> [Questions to answer]:
**A.** Edit the forum thread about autism, from "I see him greatly" up to and including "situation somewhat critical.", replacing "critical" with "serious".
**B.** In the forum thread about autism, who diagnosed one commenter while at medical school but said nothing about it?

Fair enough, but looking at the rest of the OP, I think that is more likely a semantic error.*

*I think that the OP is in India.
 
Autism is a profoundly stigmatized diagnosis and there are a lot of people not ready or willing to accept that they could be autistic. They see it as a weakness, a disease, that needs to be erradicated or cured. Look at the Autism Speaks mission statement...and they are the largest autism collective in the US. It is the prevailing preception of thr neurotype. A disease and a disability.

It is going to have an impact because it is a chronic condition with limited treatment options.
This is a good point. Unfortunately, it is very stigmatized, so providing support--with a non-pathologizing mindset--can be difficult. I saw recently some research was done at Stanford (I think) into the cause of Autism. They compared it to Alzheimer's. These views seem quite typical.

Hopefully the OP's partner doesn't have that view, but it's understandable if they're taken aback at the suggestion of Autism. Hopefully all goes well for them.
 
Hi all,

I self diagnosed my SO that he's on spectrum. The steps I took afterwards:
- watched YouTube videos.
- did some reserch on Google
- for the first time i asked him about most obvious traits he has and ones i could now identify that were strange for me before. He responded positive on all, and I tried not to be threatening.
- I told him that most people have there's brains wired in one way and fewer have like his, wired in different way, and that's neirological situation but not psychiatric. He identify with all questions... especially with small talk being biring where he chuckled.

But now what?
- I'm not sure i found videos that will make sense... Also his English is good but we'll have to go through few concepts and acronyms that were new to me too...
- watching these videos stressed me out as NT, since I identify with some aspects, of course I'm not, but if it was stressful for me, I imagine it would be that much more for him...
- therapy in India is possible, yet we are in smaller place, there is University hospital, and other large institutions, not sure it's an option right now.

I see him greatly suffer due to life condition in general, but in particular he's spending abnormal amount of energy in actions he think people expect from him, that are completely usless in reality, result he's looking depressed, ehausted...
Just to add that he's high functioning, that compared to non functioning, realistically he's quite limited to what he can actually do, especially he has no ability to cooperate with other people when making descisions.

I see the situation somewhat critical.

What would you suggest I do.
Thanks all Jox
I had to look up what SO meant…

I don’t know what it is like in your country, but maybe you could have a talk with him about it and see what he thinks, then you could introduce to him one of those self -diagnosis tests to see where he fits. Then, if HE is happy to take it further and IF it is impacting his life, he can make the decision to go to a professional who can start the diagnosis process with him. I definitely wouldn’t use YouTube as the only place to make a self diagnosis of another person.=)
 
When my wife first suggested to me that I might be autistic I was offended and did not take kindly to the suggestion. It took here quite a while of gently dropping hints for me to come round to the possibility that I might be autistic. It was then a process of finding somebody to do the diagnosis and then await their verdict - which was that I was on the spectrum.

My daughter, training to be a doctor, diagnosed me while she was a medical school, but said nothing to me. Not even a suggestion that I might want to consider this as a possible part of who I was. (This was not a helpful approach by her.)

@Jox - you might have made up your mind about your SO, but you dont know. You may have very strong and well founded suspicions, so I would suggest great care in broaching the topic.

Wishing you well, and much wisdom, in the path you choose.

> [Data to examine]:
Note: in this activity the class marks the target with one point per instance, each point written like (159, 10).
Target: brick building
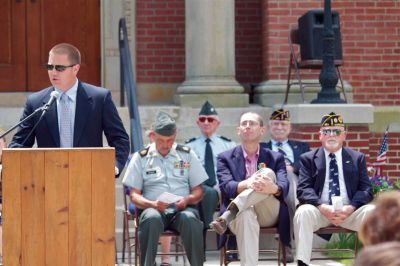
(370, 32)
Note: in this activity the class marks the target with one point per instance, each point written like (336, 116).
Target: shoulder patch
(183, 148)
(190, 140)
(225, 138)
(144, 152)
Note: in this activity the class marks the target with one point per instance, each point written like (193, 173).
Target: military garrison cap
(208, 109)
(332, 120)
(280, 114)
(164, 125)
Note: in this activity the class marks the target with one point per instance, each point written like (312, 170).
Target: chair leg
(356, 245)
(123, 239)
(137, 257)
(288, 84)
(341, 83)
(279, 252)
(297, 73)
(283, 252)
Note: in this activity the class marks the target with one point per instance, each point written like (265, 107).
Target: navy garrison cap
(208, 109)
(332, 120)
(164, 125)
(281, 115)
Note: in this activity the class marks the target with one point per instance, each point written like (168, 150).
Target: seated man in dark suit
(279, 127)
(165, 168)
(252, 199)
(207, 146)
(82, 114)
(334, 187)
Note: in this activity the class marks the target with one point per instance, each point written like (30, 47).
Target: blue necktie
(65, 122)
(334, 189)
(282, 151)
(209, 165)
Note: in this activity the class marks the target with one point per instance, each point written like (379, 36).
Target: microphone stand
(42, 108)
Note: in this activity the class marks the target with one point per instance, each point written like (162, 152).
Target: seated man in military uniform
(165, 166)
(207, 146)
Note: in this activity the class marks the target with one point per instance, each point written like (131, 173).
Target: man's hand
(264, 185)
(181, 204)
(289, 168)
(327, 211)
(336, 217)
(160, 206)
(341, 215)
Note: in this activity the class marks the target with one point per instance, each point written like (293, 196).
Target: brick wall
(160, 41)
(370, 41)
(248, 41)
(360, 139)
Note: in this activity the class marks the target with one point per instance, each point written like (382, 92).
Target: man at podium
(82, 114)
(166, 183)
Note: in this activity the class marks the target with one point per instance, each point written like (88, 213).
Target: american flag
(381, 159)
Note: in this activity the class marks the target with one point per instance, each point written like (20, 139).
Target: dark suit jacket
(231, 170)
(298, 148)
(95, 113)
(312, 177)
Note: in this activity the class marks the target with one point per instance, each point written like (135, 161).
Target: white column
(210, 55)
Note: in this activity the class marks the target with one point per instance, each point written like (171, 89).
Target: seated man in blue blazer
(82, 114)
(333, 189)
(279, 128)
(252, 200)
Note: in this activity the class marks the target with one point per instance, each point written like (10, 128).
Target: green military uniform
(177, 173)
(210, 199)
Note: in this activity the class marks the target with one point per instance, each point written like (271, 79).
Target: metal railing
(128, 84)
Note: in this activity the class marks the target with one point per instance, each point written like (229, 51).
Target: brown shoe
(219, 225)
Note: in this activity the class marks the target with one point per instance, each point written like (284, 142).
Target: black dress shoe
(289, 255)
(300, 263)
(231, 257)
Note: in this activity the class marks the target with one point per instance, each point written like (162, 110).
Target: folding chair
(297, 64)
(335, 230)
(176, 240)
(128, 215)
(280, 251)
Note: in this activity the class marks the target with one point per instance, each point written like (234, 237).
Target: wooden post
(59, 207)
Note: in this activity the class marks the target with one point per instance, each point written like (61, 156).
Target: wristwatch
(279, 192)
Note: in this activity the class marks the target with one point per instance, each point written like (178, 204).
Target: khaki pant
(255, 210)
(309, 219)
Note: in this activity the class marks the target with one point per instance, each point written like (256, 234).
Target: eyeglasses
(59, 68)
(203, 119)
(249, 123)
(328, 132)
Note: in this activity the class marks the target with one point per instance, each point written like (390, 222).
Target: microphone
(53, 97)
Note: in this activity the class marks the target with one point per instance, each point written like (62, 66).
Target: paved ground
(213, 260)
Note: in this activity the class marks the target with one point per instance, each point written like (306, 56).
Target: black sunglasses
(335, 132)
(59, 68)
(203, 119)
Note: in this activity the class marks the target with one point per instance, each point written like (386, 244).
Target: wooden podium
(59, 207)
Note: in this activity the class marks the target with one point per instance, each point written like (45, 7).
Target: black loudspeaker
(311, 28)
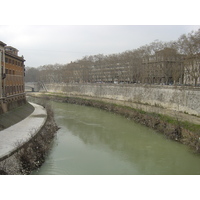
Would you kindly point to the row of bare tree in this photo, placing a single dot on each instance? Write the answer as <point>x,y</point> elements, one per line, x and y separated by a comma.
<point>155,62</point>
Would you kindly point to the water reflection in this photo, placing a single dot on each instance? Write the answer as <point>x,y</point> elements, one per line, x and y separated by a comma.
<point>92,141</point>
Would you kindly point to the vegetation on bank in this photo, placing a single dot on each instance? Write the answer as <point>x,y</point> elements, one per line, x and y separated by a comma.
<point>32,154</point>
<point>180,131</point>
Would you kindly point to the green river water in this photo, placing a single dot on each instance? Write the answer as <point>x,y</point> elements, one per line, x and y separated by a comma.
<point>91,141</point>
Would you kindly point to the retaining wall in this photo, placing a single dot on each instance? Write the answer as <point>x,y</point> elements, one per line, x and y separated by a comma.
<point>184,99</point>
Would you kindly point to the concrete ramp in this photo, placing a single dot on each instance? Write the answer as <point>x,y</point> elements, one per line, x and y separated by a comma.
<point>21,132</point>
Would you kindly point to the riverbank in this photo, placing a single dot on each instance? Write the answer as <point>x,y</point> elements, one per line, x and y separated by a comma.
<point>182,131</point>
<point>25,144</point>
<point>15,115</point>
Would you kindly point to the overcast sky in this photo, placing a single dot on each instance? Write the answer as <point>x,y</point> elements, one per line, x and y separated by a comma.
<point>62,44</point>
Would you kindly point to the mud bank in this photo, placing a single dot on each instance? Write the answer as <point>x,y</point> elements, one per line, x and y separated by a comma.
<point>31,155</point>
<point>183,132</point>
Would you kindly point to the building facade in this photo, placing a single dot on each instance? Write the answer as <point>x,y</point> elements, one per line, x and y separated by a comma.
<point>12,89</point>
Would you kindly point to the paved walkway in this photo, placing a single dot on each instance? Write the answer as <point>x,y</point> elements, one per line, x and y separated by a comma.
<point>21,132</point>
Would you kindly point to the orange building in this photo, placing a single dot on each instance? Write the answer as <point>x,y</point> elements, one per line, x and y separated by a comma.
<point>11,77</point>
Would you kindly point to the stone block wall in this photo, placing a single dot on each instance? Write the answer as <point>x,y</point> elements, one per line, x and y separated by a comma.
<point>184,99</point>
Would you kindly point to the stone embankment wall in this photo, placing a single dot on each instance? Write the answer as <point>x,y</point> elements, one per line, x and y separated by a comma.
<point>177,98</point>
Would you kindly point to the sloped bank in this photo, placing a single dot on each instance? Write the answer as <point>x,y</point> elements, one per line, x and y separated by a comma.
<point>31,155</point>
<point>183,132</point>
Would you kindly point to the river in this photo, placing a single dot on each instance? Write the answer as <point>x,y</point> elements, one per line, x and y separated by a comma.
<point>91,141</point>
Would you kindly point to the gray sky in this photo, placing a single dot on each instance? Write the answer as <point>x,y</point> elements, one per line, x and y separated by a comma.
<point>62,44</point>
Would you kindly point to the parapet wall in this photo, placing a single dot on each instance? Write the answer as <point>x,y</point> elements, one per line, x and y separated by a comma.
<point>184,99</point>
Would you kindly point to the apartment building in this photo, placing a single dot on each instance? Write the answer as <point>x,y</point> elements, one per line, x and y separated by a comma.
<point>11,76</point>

==

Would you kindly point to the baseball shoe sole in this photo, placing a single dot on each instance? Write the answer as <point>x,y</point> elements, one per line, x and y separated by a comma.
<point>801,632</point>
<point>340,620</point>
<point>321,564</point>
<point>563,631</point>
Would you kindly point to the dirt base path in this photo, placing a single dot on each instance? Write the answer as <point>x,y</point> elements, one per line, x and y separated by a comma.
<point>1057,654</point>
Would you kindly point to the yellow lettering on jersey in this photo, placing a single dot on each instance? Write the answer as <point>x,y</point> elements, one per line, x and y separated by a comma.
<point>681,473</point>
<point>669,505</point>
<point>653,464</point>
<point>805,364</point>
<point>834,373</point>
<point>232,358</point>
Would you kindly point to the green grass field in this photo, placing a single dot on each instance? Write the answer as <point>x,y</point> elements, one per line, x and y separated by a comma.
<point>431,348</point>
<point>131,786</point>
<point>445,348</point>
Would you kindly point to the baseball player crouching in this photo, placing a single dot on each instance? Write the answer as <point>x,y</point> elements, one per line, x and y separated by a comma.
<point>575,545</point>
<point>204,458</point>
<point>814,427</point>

---

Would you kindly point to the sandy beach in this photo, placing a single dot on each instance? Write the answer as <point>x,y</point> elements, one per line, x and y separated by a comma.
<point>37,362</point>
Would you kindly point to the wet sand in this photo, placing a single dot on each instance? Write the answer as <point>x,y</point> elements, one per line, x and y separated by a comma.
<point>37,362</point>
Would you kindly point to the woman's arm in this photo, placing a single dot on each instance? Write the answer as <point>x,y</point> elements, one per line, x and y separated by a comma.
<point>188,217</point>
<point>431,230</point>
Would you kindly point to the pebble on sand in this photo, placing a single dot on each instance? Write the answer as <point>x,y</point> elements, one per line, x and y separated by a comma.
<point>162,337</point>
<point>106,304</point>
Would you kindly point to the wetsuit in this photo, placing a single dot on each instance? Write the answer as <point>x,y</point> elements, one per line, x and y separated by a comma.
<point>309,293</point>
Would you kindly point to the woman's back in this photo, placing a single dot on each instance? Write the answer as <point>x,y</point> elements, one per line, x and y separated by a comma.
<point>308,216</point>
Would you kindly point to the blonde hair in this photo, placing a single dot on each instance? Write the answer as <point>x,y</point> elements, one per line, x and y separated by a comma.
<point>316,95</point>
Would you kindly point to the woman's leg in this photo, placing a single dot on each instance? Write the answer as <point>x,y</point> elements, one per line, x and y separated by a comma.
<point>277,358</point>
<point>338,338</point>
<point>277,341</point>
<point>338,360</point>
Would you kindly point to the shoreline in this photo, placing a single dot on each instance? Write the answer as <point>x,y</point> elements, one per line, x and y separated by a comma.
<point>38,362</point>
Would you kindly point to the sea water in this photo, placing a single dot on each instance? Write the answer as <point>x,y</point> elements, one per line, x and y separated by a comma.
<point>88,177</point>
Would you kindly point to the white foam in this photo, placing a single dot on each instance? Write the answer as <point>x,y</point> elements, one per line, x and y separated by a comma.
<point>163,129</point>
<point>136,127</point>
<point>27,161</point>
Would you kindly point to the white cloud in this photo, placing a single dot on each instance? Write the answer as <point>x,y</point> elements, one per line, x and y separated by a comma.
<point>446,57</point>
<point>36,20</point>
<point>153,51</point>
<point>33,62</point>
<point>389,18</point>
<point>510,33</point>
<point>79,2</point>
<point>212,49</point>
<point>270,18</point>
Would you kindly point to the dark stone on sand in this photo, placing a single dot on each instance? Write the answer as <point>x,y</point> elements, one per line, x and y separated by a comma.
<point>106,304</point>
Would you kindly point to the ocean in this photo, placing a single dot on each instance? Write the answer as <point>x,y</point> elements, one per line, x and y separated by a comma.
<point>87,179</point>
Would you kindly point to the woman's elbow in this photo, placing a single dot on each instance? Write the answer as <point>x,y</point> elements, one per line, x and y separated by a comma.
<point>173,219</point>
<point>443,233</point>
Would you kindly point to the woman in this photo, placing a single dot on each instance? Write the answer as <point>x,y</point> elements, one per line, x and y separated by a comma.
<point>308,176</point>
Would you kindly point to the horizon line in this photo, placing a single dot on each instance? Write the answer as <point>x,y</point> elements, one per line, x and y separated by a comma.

> [Solutions in order]:
**A.**
I see him greatly suffer due to life condition in general, but in particular he's spending abnormal amount of energy in actions he think people expect from him, that are completely usless in reality, result he's looking depressed, ehausted...
Just to add that he's high functioning, that compared to non functioning, realistically he's quite limited to what he can actually do, especially he has no ability to cooperate with other people when making descisions.

I see the situation somewhat serious.

**B.** The commenter's daughter, who was training to be a doctor.